- _ASSIGNED TASK 1_:
List every sentence in the personal account of the near-collision in Colorado that ends with a question mark.
- _ASSIGNED TASK 2_:
Extend the personal account of the near-collision in Colorado, starting right after its final sentence.

- _EXERCISE PASSAGE_:
One day while we were in Colorado a couple of months ago, we went to the local REI to get Ben a pair of hiking shoes. When it was time to leave, I pulled out of the parking lot and we were sitting at a red light. I was in the left-turn lane waiting for a green arrow to turn onto a six-lane highway—three lanes in each direction.
There was a little black car in the left-turn lane of the main road waiting for oncoming traffic to go by before he could turn onto my road.
The thought flashed in my mind that he was going to turn left in front of an oncoming car and I was going to see a huge crash right in front of me. It was suddenly overwhelming and my heart rate sped up and I held my breath.
In my head, I knew it was just an intrusive thought and I tried to remind myself of that. I’ve had a lot of these since my accident, and they are a well-known after-effect of trauma. Yet my body reacted as if the scenario were real.
Then, amazingly, the little black car actually started turning when a car was coming through the intersection toward him, and my “just an intrusive thought” actually was happening in real-time. Only in reality, he hit his brakes just in time to not be creamed by the car coming through.
All of this happened in probably less than two seconds, and suddenly I was gasping and crying and almost yelling, “I knew he was going to do that! I knew it before it happened!” and I kept saying over and over, “I knew that was going to happen! I saw it happening in my mind before it even started! How did I know it was going to happen??” I was so freaked out by the fact that I saw it happening before it actually happened, and I was panicking while my arrow turned green.
Now that I am over five years past my accident and have processed it multiple times in EMDR therapy, I still get startled easily but I get over faster than I used to. Typically if I’m driving down the road and something scares me, I feel pretty much back to normal in a few minutes, where it used to take a full day or more. In this instance in Colorado, it took a lot longer. It was more than just a startle. It was a full panic attack.
We pulled into the parking lot across the street and sat there, me shaking and crying and trying to make sense of what I saw. Not only was I startled, but I knew it was coming before it happened. How could that be? What on earth?
I knew before it happened.
We’ve talked about triggers before (read it here ICYMI), and they are tricky things. We never know when one will pop up and how it will present itself or how our nervous systems will react. It has taken me a lot of weeks of thinking about this event to figure out why it was such a trigger.
I don’t know how I knew it was coming. Ben thinks maybe because I am so hyper-aware of everything around me when I’m driving that I actually imagine what might happen if someone does something stupid. That’s an intrusive thought, and it makes total sense.
But I knew it was coming and that knowing was the actual trigger.
When I was hit head-on, I was driving up a winding road toward my brother’s house, thinking about the trip I was coming home from and the visit I’d just had with my parents. I saw the little black car come around a curve way too fast and immediately knew the driver was not in control. I heard his skidding from the moment I saw him.

- _SOURCE MATERIAL_:

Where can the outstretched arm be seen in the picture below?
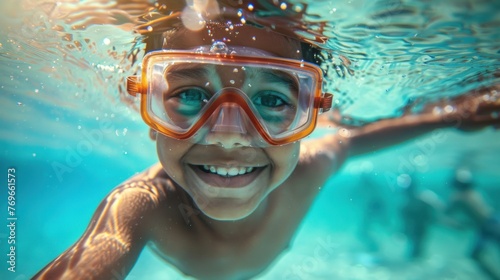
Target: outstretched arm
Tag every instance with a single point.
(113, 240)
(471, 111)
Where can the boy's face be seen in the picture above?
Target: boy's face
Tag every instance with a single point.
(226, 177)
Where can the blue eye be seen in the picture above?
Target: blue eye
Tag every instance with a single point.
(270, 99)
(190, 100)
(274, 106)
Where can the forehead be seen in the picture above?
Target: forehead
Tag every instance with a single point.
(236, 35)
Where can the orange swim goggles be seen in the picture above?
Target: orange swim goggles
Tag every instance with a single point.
(268, 100)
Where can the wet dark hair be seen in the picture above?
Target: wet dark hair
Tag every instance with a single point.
(310, 53)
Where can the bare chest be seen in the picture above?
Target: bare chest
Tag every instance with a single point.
(239, 253)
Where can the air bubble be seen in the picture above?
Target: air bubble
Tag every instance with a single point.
(219, 47)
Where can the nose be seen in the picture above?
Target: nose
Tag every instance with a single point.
(229, 128)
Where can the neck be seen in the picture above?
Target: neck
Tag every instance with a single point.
(247, 226)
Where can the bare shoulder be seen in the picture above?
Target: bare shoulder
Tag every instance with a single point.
(116, 233)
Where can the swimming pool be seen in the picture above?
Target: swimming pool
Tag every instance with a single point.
(71, 139)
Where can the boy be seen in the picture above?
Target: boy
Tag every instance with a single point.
(228, 107)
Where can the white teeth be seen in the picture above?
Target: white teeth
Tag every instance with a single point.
(227, 172)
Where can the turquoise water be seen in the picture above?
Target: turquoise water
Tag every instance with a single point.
(61, 107)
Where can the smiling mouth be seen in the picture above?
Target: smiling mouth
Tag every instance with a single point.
(227, 177)
(227, 172)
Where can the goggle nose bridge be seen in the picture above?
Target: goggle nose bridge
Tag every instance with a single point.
(228, 118)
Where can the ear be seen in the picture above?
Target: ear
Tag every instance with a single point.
(152, 134)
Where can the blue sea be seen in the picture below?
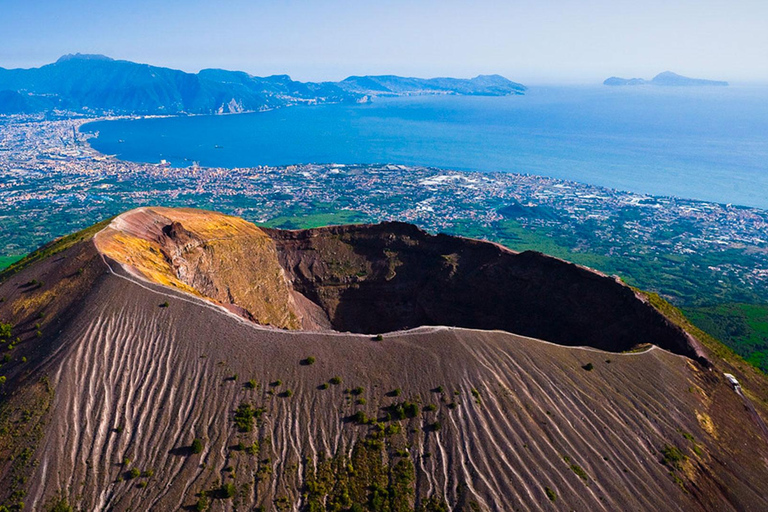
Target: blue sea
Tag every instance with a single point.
(700, 143)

- _OUTPUT 1_:
- "How did I know it was going to happen??"
- "How could that be?"
- "What on earth?"

- _OUTPUT 2_:
He was coming downhill too fast and was going to have to make an opposite curve to avoid hitting me and I knew he wasn’t going to be able to make the turn. I knew he was going to keep skidding in my direction. There was no place for me to go to avoid being hit and I knew a few very long seconds beforehand that he was going to hit me. I knew.
Just knowing was the trigger, coupled with the fact that it was a little black car. My body, my nervous system, remembered what it felt like to know I was in danger and it reacted in the same way: panic, crying, shaking, hyperventilating.
When you experience a trauma, your nervous system and your body do whatever they do to try to keep you safe. That’s how we were created: to be a self-saving machine. Your brain’s number-one priority is keeping you alive. So our brains file all the details away in the “not safe” file, so that when something similar happens in the future, they have a pre-made template of what to do, what worked to keep you alive last time. Then they follow that filed protocol and voilà, you have a reaction just like the initial one.
Am I thankful for triggers? Not really. I do appreciate that my brain works hard to keep me alive, but I wish I could figure out how to delete this particular “not safe” file permanently. It’s kind of like deleting an app off your phone. The app itself is gone, but there are little hidden remnants that remain, so that if you go to the app store to get that app again, your phone remembers that you had it once and it doesn’t need 82-factor authentication to download it again. It remembers. Your brain is better than an elephant’s—it never forgets.
This is part of my new-and-improved version of what it means to heal from trauma. Since I know my brain and body and nervous system will always remember, the goal can’t be to forget it completely. That’s unrealistic. It won’t ever happen.
Instead I learn to live with the trauma and the triggers and the intrusive thoughts, and I learn how to live with them. This is what therapy is for. It’s where I learn strategies to deal with events like this and others that come up, and I hate to think where I’d be without it.
Here’s what I want you to know: going to therapy doesn’t mean you’re weak or ungodly or a less-than person or Christian. It means you’re smart enough to know there’s a better way to go through life and you’re willing to ask for help to learn it.